▸ **Source material**:
********
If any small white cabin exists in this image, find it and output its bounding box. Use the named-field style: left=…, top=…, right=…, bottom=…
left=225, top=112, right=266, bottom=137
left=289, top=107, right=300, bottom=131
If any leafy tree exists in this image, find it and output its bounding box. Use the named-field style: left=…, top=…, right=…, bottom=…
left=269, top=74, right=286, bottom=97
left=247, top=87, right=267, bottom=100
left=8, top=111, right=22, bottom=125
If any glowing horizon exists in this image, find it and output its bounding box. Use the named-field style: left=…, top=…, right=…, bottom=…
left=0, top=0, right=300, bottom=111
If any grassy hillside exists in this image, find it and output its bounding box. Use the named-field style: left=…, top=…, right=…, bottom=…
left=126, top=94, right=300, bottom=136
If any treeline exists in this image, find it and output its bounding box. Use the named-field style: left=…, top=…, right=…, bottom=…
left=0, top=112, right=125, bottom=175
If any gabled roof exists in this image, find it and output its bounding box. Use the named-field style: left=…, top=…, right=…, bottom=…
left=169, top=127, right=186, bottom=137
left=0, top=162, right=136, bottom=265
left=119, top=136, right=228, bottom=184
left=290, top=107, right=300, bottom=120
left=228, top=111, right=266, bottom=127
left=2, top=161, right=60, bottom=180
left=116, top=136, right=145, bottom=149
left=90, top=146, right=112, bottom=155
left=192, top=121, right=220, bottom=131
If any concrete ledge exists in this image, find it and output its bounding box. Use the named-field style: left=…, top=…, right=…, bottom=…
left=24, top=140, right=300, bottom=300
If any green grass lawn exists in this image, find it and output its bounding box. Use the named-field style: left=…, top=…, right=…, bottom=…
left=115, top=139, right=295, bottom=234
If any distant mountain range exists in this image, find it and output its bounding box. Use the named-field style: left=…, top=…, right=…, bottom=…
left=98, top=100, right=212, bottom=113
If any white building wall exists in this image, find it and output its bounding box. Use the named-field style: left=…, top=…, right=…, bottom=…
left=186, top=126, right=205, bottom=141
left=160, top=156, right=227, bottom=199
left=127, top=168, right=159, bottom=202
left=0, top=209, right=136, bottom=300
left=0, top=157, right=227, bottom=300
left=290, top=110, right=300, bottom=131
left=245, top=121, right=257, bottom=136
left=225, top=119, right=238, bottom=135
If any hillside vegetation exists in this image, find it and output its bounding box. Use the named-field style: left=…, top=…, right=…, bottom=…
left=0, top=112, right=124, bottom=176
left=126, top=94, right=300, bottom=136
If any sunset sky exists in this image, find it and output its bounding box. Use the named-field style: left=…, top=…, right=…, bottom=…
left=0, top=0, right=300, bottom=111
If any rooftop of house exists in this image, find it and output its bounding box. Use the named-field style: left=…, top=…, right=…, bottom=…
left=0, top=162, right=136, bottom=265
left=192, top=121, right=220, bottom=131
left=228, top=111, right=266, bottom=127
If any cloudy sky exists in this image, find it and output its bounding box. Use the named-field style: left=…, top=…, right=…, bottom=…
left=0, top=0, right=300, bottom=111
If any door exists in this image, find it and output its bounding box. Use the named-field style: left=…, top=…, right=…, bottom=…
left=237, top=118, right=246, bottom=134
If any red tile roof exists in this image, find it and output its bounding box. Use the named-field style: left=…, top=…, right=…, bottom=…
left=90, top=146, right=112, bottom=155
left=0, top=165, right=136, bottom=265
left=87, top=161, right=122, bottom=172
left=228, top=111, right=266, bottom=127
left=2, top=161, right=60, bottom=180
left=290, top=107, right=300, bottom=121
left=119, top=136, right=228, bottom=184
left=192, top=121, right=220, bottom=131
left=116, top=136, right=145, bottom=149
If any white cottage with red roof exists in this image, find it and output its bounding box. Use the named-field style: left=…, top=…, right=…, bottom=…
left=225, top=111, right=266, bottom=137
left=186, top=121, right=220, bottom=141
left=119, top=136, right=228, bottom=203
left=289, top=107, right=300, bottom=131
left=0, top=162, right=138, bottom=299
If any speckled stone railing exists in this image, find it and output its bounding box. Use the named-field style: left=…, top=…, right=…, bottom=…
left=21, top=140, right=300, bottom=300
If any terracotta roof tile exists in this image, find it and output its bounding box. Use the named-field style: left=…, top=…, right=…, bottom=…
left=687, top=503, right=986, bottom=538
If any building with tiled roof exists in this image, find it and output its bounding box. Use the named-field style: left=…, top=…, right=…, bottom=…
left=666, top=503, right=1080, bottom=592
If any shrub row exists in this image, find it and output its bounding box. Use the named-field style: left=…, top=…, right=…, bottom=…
********
▸ **Exercise**:
Pull out every line in the listing above that contains the word "hillside".

▸ **Worked solution**:
If any grassy hillside exists in this image, find it and output its bounding box. Use the named-field style: left=…, top=…, right=…, bottom=…
If any hillside vegetation exists in this image, find it and output its bounding box. Use the named-field style: left=…, top=…, right=…, bottom=…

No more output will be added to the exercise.